(Contour annotation records)
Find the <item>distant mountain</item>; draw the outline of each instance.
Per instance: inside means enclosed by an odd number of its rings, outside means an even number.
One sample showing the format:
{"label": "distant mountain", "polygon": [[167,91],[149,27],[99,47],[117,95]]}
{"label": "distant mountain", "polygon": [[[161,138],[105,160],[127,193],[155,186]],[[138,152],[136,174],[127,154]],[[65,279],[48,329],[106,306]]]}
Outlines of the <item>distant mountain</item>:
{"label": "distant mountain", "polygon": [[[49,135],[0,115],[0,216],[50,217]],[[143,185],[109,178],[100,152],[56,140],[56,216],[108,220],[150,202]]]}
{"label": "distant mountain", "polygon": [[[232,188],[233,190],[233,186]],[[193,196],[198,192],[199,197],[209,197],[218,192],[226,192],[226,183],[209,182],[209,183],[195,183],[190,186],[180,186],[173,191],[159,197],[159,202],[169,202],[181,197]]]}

THE TASK:
Pull out every line of the records that contains the word "mountain", treating uppercase and lowercase as different.

FULL SOLUTION:
Find the <item>distant mountain</item>; draw the outline of each instance.
{"label": "distant mountain", "polygon": [[167,91],[149,27],[99,47],[117,95]]}
{"label": "distant mountain", "polygon": [[[161,138],[105,160],[127,193],[155,186]],[[138,152],[136,174],[127,154]],[[65,279],[48,329],[106,306]]]}
Outlines of the <item>distant mountain</item>:
{"label": "distant mountain", "polygon": [[[49,135],[0,115],[0,216],[50,217]],[[143,185],[109,178],[100,152],[56,140],[56,216],[108,220],[150,202]]]}
{"label": "distant mountain", "polygon": [[[232,188],[233,190],[233,186]],[[193,196],[198,192],[199,197],[209,197],[218,192],[226,192],[226,183],[209,182],[209,183],[195,183],[190,186],[180,186],[173,191],[159,197],[159,202],[169,202],[181,197]]]}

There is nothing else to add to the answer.